- **Task instructions**: Pull out every line of the records below that contains the string "plastic", matching case exactly. List each of those lines in full.

- **Data provided**:
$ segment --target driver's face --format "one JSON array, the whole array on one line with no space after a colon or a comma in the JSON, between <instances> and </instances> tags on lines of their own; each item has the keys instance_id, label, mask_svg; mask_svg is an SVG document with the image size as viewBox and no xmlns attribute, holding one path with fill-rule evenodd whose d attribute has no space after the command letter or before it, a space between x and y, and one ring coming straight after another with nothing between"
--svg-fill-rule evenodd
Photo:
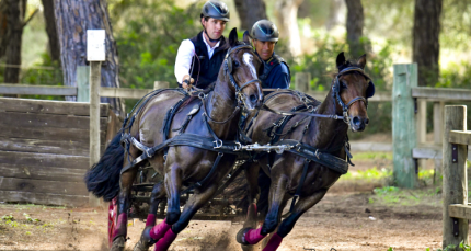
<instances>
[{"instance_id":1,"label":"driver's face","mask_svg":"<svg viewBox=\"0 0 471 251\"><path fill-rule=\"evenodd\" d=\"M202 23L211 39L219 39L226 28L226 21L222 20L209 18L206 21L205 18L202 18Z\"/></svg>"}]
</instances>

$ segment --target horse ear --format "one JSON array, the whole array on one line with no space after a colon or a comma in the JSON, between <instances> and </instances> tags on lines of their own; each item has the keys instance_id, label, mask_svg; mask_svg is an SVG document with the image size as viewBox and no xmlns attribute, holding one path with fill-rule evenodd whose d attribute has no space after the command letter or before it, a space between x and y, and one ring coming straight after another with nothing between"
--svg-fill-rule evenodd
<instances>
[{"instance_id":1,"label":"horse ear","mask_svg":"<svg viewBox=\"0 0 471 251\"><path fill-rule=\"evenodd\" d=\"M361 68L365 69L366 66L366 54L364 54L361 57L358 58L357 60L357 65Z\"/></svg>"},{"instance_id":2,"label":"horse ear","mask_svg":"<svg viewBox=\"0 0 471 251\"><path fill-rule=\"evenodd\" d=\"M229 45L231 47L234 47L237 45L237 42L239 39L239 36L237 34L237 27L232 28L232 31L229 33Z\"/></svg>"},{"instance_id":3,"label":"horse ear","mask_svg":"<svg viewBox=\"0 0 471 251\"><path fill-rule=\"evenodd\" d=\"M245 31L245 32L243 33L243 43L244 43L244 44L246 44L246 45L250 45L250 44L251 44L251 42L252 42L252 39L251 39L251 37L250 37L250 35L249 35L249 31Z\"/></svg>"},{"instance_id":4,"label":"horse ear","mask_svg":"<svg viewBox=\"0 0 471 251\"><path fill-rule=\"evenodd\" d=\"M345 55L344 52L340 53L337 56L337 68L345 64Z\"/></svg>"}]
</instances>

* * *

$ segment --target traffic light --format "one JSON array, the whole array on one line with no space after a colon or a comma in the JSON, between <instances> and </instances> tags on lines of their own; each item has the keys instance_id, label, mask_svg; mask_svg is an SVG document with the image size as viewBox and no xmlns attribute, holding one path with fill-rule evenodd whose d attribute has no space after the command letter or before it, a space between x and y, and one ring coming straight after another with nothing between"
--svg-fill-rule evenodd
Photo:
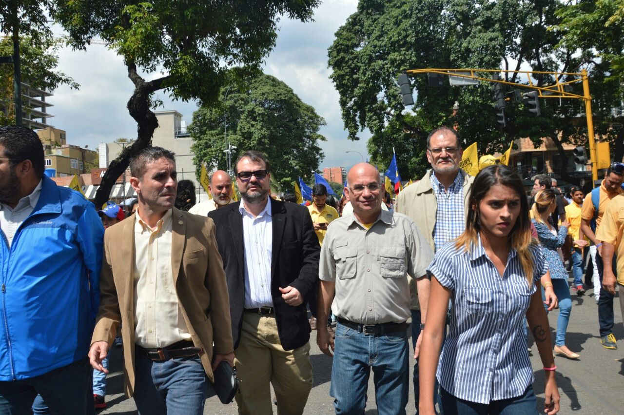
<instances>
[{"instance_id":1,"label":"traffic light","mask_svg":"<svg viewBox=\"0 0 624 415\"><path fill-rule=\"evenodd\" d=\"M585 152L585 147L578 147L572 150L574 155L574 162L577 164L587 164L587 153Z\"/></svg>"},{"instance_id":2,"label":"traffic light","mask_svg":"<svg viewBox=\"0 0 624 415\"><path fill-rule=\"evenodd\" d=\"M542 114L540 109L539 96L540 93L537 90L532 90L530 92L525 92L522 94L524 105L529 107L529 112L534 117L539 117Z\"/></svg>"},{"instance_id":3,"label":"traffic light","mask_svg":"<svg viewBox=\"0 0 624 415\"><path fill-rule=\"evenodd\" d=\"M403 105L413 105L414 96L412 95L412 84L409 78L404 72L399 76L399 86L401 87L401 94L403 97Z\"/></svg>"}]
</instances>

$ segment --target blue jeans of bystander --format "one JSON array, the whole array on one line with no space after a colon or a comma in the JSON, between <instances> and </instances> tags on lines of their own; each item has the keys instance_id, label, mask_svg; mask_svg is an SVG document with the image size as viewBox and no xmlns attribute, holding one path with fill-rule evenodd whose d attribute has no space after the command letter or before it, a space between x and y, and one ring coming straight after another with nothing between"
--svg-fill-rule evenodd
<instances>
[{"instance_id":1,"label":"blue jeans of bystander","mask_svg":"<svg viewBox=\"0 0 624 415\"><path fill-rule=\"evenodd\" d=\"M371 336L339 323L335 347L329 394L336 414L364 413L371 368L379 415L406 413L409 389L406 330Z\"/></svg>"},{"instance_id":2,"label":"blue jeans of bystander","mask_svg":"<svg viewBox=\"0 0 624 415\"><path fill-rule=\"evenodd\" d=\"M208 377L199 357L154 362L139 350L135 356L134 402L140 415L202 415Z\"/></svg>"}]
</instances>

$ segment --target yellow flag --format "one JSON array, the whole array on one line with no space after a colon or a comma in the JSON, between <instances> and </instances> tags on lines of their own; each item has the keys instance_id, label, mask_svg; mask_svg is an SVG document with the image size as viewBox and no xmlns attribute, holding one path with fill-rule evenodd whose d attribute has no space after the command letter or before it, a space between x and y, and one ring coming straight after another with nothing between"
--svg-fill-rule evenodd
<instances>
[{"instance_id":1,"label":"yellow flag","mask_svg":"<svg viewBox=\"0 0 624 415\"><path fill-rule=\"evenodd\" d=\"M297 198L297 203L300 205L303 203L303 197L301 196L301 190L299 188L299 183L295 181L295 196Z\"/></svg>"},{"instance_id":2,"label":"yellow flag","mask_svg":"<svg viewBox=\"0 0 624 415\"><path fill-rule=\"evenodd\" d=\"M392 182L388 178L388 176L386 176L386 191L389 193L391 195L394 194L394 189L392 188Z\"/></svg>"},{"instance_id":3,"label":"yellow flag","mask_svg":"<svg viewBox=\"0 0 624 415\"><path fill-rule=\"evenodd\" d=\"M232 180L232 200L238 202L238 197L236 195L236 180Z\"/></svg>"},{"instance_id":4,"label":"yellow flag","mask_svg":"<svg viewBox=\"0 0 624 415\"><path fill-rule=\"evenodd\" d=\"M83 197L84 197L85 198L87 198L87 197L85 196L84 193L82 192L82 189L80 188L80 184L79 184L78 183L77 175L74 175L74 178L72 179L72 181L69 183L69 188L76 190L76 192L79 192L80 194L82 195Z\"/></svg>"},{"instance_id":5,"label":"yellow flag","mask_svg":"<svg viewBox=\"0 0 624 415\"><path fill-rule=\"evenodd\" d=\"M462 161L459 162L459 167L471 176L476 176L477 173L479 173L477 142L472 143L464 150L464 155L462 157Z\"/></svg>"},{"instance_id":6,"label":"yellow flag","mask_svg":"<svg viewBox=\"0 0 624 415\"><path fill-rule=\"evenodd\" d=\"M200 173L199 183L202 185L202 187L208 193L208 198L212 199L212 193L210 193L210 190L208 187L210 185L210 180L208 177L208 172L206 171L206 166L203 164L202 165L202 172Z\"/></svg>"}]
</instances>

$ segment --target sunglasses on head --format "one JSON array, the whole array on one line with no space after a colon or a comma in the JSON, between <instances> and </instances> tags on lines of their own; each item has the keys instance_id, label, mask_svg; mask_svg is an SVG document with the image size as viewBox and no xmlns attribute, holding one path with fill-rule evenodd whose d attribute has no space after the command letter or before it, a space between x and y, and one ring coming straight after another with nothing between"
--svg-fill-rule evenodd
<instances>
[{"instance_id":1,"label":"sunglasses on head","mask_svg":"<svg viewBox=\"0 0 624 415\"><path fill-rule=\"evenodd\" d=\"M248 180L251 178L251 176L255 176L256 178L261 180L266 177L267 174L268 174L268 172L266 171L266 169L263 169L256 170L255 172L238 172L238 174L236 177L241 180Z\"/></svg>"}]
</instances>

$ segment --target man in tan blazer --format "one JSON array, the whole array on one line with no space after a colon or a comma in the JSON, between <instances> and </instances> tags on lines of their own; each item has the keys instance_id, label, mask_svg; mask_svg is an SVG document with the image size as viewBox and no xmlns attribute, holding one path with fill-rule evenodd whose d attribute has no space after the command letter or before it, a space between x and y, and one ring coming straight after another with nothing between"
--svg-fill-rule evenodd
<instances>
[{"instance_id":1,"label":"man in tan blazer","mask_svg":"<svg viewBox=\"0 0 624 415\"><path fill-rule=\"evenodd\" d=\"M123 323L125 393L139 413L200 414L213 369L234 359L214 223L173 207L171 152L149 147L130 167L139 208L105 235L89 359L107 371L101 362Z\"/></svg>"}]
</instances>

---

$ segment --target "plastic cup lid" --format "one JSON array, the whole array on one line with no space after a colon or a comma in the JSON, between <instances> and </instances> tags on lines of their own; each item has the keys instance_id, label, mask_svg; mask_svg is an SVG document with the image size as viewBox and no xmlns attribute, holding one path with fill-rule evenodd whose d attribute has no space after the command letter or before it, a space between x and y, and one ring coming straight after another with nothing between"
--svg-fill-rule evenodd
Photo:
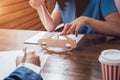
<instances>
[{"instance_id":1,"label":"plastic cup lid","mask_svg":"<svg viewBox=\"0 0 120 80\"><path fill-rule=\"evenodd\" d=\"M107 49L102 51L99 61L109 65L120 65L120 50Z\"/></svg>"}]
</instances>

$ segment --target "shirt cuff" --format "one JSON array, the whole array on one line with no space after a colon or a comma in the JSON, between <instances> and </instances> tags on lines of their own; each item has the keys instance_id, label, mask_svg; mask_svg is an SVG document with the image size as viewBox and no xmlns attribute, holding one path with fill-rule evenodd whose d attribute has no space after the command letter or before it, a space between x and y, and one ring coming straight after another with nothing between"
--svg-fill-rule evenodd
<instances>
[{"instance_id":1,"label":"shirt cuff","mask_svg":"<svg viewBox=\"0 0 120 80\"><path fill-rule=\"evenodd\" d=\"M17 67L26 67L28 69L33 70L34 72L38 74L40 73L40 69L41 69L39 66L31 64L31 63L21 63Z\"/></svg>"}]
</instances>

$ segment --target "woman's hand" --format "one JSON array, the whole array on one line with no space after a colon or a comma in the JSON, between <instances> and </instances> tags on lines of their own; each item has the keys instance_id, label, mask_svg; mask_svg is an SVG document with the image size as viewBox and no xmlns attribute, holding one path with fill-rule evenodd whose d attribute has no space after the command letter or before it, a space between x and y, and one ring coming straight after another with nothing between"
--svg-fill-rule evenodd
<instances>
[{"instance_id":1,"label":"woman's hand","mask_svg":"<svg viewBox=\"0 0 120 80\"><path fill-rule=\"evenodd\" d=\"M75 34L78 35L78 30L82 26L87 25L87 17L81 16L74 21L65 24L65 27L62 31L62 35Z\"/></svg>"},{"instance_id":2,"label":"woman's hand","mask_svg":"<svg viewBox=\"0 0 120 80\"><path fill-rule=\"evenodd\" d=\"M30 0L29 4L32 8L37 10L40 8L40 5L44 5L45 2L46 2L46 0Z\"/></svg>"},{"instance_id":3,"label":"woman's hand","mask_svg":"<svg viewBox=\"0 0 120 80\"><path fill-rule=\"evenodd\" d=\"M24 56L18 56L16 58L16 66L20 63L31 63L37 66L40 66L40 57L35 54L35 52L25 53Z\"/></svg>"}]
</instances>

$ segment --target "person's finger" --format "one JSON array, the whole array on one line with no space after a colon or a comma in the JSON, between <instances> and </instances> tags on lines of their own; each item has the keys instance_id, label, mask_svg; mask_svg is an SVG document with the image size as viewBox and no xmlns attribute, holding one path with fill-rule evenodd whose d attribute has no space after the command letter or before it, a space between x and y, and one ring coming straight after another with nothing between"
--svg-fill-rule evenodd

- **Response to this task**:
$ segment --target "plastic cup lid" --format "one JSON array, the whole array on one line with no space after a colon or a comma in the JSON, between <instances> and </instances> tags on lines of their own; each item has the keys instance_id, label, mask_svg; mask_svg is an SVG document with the image size as viewBox and no xmlns attribute, holding one path with fill-rule evenodd whose d attribute has no space after the command letter or before it, a space between x and y, and one ring coming straight after another with nothing between"
[{"instance_id":1,"label":"plastic cup lid","mask_svg":"<svg viewBox=\"0 0 120 80\"><path fill-rule=\"evenodd\" d=\"M107 49L102 51L99 61L109 65L120 65L120 50Z\"/></svg>"}]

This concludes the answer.